Work required :: Extract, exactly as written, all lines of the material below from the line that includes "For the test set, locate each instance of the cockpit canopy" through its last line.

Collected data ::

╭──

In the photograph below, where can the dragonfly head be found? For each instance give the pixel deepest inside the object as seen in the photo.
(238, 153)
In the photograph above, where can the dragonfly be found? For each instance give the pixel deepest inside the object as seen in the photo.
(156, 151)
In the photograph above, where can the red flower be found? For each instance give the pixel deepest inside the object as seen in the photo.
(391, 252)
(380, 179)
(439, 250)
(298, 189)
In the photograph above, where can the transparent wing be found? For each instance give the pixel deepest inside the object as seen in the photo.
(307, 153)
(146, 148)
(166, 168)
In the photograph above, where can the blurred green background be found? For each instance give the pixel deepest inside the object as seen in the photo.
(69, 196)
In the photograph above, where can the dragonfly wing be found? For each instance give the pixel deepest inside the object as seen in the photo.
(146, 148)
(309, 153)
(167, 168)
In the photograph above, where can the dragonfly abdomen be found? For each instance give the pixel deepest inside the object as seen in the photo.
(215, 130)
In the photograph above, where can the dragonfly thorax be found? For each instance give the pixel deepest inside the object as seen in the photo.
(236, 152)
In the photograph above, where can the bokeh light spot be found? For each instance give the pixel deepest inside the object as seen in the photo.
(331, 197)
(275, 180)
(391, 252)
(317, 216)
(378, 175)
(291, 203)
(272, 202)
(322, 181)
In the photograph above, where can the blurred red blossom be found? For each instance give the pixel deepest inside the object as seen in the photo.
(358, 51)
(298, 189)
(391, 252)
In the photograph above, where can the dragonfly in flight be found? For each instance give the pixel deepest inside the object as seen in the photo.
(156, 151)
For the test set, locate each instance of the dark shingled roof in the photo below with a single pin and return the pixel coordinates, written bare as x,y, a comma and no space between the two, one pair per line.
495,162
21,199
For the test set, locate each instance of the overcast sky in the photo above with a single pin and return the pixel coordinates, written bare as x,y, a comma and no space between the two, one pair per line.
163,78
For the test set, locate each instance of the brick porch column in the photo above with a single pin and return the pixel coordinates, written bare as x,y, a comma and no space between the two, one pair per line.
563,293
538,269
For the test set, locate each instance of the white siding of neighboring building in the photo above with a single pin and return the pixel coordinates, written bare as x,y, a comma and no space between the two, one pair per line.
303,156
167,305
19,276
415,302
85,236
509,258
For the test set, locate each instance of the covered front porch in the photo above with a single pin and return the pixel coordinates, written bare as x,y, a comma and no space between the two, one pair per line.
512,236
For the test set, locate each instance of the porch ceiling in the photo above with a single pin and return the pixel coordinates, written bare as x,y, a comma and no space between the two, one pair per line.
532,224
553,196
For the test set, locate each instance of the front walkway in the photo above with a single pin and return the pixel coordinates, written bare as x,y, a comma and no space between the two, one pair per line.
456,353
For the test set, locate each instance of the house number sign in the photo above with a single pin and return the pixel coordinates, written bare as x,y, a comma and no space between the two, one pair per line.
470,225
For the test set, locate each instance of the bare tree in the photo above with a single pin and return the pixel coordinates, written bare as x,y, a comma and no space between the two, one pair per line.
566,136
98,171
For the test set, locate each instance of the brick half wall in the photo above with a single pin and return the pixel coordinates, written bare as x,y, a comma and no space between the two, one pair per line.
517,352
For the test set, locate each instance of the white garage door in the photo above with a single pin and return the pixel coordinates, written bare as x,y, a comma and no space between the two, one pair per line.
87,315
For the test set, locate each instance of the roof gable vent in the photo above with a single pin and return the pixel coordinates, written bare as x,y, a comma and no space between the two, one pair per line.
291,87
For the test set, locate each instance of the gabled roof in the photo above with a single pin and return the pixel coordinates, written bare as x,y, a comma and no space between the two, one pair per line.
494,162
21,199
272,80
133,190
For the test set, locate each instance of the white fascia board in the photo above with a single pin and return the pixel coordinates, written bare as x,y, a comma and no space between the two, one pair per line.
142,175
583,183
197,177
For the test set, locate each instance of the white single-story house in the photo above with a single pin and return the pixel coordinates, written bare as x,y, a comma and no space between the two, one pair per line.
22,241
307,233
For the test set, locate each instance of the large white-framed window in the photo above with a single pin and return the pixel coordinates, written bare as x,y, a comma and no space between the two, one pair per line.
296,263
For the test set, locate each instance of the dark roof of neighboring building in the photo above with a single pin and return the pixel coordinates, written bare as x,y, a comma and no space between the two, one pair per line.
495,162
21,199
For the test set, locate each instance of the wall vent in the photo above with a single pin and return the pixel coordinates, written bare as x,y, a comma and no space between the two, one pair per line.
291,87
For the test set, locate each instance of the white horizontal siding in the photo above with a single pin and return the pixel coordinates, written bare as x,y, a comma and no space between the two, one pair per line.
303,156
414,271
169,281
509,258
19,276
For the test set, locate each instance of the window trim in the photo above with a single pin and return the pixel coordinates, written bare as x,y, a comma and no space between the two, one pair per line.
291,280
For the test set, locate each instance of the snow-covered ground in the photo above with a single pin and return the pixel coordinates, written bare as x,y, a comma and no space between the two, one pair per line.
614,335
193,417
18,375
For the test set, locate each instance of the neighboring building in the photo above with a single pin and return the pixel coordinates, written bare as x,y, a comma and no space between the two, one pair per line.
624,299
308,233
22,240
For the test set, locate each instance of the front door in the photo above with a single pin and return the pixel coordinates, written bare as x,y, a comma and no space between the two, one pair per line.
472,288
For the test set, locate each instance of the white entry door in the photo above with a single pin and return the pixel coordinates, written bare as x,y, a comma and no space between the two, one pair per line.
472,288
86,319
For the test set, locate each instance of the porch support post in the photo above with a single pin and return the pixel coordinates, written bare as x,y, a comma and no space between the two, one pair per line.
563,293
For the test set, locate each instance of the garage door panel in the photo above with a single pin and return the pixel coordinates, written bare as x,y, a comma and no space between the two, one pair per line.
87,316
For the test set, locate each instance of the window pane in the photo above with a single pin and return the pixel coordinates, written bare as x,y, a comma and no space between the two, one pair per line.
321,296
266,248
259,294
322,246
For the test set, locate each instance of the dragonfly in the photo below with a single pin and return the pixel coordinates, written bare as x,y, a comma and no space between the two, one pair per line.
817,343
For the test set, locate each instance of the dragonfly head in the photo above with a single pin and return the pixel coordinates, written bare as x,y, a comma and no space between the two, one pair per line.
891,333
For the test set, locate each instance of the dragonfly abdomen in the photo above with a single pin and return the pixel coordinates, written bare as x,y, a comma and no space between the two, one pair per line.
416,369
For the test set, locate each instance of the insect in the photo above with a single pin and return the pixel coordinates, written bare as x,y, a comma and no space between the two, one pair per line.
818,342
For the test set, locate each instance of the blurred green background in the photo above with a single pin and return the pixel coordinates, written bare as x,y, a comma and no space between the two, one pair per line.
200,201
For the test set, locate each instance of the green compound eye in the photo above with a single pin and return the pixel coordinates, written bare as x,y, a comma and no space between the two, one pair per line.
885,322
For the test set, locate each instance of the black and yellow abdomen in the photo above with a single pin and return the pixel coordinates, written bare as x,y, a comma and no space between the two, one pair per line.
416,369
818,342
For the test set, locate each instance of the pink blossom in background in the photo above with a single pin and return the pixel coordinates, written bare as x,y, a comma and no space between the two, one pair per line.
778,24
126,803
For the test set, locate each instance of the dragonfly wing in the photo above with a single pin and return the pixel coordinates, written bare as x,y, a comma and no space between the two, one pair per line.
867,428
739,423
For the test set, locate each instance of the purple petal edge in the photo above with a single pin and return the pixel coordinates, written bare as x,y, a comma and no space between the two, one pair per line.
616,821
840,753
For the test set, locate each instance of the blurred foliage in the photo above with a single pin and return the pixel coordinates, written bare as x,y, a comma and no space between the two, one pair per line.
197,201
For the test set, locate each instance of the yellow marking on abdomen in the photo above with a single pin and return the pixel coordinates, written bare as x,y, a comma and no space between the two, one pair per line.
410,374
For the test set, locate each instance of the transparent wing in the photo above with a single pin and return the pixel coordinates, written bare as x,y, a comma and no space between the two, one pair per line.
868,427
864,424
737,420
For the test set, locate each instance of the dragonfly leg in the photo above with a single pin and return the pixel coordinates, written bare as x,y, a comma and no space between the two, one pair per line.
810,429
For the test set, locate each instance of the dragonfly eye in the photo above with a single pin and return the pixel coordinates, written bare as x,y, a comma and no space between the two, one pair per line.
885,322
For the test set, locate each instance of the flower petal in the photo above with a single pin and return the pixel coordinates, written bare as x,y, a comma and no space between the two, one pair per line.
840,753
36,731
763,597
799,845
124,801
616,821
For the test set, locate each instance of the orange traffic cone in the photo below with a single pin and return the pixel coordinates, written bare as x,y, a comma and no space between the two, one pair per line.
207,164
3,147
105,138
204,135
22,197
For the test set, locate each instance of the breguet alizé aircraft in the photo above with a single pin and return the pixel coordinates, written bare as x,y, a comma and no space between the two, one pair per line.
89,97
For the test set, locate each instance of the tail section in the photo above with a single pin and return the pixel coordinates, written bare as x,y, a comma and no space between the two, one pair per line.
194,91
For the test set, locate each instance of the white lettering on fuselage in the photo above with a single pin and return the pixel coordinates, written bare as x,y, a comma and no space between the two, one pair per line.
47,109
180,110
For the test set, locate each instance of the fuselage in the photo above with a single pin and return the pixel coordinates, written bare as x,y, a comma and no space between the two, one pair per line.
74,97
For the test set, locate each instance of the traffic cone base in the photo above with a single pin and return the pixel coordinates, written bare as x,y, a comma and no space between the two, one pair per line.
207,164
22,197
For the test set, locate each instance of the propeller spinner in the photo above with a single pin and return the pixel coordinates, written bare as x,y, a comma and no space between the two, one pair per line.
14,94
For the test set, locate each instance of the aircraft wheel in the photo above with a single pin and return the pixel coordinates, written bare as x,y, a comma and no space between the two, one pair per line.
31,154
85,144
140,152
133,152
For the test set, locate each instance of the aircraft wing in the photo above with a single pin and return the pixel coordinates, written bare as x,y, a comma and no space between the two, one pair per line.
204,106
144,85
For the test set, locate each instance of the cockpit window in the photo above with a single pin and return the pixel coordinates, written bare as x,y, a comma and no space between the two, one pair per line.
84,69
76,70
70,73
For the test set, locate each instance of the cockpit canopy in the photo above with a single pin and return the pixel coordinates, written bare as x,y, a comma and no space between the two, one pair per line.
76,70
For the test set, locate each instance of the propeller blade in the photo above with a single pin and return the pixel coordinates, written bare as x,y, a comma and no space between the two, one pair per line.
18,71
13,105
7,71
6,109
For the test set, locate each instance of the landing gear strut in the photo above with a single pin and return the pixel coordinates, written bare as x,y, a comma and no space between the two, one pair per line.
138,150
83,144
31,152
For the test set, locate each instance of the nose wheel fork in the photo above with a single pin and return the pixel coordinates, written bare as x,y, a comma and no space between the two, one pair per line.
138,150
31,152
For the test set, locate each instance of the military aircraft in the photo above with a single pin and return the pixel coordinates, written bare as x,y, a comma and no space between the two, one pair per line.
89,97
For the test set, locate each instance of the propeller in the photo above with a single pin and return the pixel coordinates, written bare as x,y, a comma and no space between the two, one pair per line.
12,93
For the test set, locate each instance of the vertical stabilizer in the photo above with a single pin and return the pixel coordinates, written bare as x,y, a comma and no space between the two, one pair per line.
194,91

╰──

Full answer ::
For the test set, locate each instance of the cockpit canopy in the photo above with a single pin and return the pixel coordinates, written bare as x,y, a comma and no space between the two, one pair per line.
76,70
For the test set, locate each instance of the propeller blade in the photo above with a single pin and return the pixel coordinates, written bare as x,y, a comma and no space between the two, one pair per line.
18,71
13,105
7,71
6,109
For the test set, locate each instance of the landing gear strut in the photo above with a single pin and return the pixel coordinates, written bare as x,y, a comma and no space between the two, one pair per line.
138,150
83,144
31,152
For the test set, locate each instance of the nose wheel fork in the photo above with a single pin and return the pixel coordinates, written bare as x,y, a comma and no space between the two, one pair per line.
138,150
31,152
For the test set, locate each instance of the military aircraft in the photo above with a single pin and return the pixel coordinates, written bare as x,y, a comma and no space between the two, one pair per line.
89,97
For the test set, locate each instance of the propeller in the photo above with a single pin and return the pixel coordinates, written bare as x,y, a comma and no space between the two, one pair per line.
12,93
For the test set, locate each instance of the vertical stabilizer in the photo above with a single pin and return the pixel coordinates, written bare as x,y, a comma and no space between the two, one pair per line.
194,91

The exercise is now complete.